_Text shown_
Written by Carol Wyer — The crime writing whirlwind that is Carol Wyer has produced her third book of the year, and fans of DI Robyn Carter are in for a treat. However, the story starts with Carter’s arch rival DI Tom Shearer in the spotlight.

He and his team are keeping watch on a self-storage warehouse following a tip-off that a drugs delivery is about to take place. It’s been a long night and nothing has happened, so Shearer gives the word to break into the three storage rooms implicated by their snitch. The first two yield assorted household goods, while the third contains nothing but an odd looking wooden chest. Result! Not quite. When the locked chest is forced open it doesn’t contain a Class A bounty but the body of a young woman…

Which is where Robyn Carter comes in, and with a new DCI to impress, the pressure is on to catch the killer – fast. Luckily for us, this is not to be, because where this author really shines is in the drip-fed, snail’s pace of a realistic police investigation. It builds block by block – or, in Carter’s case, Post-it by Post-it – and there’s many a cul-de-sac to be explored before our girl catches the perpetrator.

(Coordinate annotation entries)
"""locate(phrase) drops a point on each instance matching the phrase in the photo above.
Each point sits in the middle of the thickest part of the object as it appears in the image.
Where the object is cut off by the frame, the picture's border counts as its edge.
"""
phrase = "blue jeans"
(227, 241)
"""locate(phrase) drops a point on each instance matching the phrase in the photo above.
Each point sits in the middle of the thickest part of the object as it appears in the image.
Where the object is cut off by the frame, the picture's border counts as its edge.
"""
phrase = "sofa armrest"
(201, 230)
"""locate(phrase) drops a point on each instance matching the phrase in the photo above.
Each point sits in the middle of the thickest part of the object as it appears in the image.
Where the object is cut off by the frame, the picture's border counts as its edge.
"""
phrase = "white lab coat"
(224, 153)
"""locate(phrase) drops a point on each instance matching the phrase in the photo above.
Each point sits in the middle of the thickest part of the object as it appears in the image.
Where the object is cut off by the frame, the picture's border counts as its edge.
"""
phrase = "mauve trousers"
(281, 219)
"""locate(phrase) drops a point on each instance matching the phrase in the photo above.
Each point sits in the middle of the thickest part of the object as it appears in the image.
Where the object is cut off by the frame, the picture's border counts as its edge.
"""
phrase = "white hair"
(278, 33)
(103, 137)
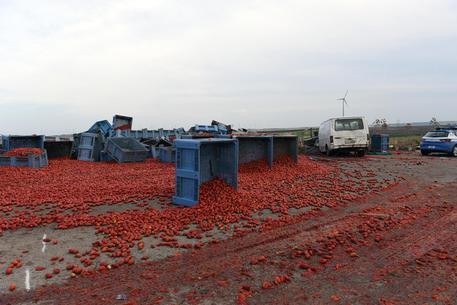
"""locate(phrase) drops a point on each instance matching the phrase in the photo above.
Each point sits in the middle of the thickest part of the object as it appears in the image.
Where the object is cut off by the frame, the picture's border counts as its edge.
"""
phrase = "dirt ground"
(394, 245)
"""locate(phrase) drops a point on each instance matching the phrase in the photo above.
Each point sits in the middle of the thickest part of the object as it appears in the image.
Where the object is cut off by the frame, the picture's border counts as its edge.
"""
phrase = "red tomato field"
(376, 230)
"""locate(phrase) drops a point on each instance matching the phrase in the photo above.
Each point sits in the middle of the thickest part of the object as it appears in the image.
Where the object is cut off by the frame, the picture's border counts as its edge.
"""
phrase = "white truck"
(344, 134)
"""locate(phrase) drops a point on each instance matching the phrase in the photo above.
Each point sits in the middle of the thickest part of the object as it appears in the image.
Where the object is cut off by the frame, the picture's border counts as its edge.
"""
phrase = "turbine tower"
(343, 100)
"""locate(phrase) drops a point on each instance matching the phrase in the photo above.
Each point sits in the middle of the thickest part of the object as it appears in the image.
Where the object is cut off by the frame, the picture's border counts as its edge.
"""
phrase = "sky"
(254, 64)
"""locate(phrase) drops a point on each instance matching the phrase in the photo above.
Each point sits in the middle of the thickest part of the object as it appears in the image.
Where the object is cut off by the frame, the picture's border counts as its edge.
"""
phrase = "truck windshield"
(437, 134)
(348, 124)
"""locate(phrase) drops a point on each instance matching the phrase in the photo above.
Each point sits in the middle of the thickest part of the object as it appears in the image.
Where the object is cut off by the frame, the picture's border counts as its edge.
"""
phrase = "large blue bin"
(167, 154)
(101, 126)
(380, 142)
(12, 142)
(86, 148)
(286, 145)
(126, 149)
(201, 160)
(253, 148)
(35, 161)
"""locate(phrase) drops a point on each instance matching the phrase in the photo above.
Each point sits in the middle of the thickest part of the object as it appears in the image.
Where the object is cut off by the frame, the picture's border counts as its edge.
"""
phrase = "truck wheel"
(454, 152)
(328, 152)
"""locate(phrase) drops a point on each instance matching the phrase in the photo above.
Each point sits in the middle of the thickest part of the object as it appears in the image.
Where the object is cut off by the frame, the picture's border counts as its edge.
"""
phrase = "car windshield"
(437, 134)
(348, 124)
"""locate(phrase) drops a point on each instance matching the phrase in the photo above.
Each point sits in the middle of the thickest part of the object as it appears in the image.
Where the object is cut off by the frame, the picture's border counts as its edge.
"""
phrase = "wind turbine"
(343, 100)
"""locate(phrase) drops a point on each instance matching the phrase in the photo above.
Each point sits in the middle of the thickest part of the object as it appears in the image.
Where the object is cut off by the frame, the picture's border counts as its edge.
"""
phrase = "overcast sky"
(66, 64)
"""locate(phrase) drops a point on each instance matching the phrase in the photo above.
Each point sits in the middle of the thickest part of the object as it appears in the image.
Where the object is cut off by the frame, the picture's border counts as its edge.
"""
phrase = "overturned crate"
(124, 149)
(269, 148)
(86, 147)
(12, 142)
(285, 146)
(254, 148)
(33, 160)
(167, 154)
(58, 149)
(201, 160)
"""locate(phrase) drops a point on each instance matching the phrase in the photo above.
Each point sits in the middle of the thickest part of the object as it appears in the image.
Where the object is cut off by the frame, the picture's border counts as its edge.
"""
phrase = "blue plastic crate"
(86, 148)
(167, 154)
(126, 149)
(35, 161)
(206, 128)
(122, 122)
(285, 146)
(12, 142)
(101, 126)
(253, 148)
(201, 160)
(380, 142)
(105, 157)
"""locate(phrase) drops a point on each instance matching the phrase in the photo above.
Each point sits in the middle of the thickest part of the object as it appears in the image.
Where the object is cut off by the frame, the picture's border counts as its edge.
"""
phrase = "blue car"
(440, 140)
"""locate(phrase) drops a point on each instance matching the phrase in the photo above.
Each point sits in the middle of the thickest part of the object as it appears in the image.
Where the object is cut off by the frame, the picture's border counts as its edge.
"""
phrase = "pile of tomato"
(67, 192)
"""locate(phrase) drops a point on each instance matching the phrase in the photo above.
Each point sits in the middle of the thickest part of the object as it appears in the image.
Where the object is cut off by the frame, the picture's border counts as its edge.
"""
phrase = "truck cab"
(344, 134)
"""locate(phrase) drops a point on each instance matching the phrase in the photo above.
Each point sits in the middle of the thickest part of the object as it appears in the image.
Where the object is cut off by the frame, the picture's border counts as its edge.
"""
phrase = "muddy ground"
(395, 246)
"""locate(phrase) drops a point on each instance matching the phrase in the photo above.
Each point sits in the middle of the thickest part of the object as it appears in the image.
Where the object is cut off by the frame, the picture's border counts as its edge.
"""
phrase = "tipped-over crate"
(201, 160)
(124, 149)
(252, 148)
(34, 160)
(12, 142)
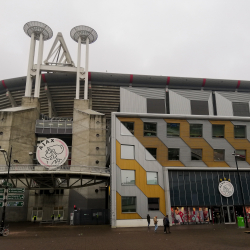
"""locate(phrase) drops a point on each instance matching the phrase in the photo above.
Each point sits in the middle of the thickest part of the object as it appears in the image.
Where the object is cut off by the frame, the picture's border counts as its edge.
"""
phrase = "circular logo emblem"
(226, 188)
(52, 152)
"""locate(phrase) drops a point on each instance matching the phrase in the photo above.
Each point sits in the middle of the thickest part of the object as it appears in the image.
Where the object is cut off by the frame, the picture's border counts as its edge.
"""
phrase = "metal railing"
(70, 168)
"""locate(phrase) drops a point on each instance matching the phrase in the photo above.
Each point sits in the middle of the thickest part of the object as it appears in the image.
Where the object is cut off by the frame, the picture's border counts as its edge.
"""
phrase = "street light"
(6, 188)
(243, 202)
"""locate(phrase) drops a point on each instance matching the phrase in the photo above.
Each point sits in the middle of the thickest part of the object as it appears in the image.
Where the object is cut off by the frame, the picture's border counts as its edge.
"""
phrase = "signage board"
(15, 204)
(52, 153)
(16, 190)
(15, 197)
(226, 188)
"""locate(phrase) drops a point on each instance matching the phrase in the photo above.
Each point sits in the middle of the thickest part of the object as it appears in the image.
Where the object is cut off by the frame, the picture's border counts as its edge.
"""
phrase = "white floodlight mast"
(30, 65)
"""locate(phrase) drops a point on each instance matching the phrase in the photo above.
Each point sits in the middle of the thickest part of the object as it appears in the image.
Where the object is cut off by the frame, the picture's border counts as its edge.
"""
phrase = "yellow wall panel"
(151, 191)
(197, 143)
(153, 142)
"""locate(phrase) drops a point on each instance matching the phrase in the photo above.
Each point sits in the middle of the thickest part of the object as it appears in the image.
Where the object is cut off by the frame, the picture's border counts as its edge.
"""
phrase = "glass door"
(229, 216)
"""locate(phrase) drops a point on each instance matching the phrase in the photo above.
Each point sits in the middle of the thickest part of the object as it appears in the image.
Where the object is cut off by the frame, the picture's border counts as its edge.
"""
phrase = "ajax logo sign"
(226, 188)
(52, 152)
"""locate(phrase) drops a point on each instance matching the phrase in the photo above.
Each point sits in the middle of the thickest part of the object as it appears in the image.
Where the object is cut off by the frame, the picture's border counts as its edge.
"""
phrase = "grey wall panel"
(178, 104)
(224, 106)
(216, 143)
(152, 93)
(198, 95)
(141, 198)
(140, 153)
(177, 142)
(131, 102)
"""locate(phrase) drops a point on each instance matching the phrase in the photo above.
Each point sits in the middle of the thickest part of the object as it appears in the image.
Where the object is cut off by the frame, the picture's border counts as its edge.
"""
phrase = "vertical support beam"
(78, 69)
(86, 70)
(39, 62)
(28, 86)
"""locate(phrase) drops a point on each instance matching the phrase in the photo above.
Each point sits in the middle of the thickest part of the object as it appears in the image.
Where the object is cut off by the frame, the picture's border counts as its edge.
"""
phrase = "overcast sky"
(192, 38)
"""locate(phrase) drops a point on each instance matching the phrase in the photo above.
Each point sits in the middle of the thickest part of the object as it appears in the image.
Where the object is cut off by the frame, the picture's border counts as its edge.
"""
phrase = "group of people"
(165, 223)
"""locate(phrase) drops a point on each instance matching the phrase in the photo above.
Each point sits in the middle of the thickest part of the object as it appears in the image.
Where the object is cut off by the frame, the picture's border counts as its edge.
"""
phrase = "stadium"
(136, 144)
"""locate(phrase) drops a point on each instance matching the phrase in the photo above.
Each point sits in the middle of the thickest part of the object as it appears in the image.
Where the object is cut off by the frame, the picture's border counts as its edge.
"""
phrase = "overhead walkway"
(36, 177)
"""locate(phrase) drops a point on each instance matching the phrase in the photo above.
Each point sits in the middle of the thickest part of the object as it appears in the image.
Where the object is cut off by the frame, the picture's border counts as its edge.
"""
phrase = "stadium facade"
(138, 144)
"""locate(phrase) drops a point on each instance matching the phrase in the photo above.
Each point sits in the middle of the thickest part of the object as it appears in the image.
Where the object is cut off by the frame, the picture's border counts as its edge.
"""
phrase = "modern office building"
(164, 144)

* * *

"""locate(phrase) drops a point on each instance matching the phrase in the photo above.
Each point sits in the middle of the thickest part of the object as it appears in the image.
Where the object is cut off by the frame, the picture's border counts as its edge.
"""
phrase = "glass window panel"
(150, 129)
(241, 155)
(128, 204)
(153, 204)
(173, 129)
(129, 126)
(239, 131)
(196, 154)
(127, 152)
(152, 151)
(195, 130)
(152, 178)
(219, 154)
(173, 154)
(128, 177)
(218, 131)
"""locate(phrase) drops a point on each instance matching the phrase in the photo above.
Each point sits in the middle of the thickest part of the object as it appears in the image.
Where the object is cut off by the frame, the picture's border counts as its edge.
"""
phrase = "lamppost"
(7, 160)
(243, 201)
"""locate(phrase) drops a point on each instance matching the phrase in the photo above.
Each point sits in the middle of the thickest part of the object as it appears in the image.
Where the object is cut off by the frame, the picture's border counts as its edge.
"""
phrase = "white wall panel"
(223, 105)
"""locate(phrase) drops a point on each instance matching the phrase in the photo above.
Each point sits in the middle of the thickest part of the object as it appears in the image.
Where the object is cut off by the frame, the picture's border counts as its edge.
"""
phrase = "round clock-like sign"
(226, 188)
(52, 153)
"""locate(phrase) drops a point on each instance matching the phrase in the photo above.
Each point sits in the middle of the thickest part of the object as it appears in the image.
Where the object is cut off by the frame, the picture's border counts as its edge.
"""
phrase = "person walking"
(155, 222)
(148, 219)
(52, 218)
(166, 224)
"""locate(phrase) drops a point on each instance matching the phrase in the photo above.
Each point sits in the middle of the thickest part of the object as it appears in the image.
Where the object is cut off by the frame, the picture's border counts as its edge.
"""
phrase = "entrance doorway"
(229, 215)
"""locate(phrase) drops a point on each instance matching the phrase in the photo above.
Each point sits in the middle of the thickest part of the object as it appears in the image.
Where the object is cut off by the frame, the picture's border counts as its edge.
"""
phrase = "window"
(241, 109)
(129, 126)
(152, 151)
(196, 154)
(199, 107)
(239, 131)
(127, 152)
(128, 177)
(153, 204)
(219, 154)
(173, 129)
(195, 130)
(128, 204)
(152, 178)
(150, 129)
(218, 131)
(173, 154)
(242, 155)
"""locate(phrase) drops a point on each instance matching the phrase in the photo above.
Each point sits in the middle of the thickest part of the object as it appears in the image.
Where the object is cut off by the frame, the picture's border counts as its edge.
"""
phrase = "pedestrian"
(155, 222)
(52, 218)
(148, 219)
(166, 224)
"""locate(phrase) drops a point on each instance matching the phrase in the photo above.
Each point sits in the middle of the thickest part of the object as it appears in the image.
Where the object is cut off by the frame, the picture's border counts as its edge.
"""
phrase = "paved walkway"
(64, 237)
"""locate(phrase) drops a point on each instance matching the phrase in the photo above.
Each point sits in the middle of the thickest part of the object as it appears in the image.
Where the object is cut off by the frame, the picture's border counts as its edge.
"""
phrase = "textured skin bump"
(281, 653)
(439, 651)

_Directives_
a) Repeat the passage of the crime novel review between "Written by Carol" and "in the spotlight.", inclusive.
b) Carry on writing the crime novel review from the point where it stops.

_Outputs by task_
a)
Written by Carol Wyer — The crime writing whirlwind that is Carol Wyer has produced her third book of the year, and fans of DI Robyn Carter are in for a treat. However, the story starts with Carter’s arch rival DI Tom Shearer in the spotlight.

b)
The victim is quickly identified as Carrie Miller, a teenager who left home following a row with her father and stepmother and as you read you’ll discover that a second girl is already in the clutches of the faceless killer. Carter’s storyline is interspersed with that of Amber Dalton, who is being held in a windowless room with nothing but a single bed and a bucket for a toilet. She has a strange injury to her forehead and knows she is about to die, and it is the discovery of her body on Cannock Chase that turns the tension up a notch. Carter’s new boss wants results, but the team has very little to go on except for a description of a smartly dressed, well-spoke woman who deposited the chest in self storage.

Carter’s intuition tells her another missing person’s case is connected, but will her boss listen? Meantime, she tried valiantly to have some kind of a life outside of the job and that involves Amelie, daughter of Davies, the love of her life who was killed just before they were about to marry. Carter enjoys spending time with the young teenager and her pal Florence but although Amelie is young for her age, 13-year-old Florence is blossoming and seems to be hiding something… What that ‘something’ is, is about to bring Carter’s latest case painfully close to home.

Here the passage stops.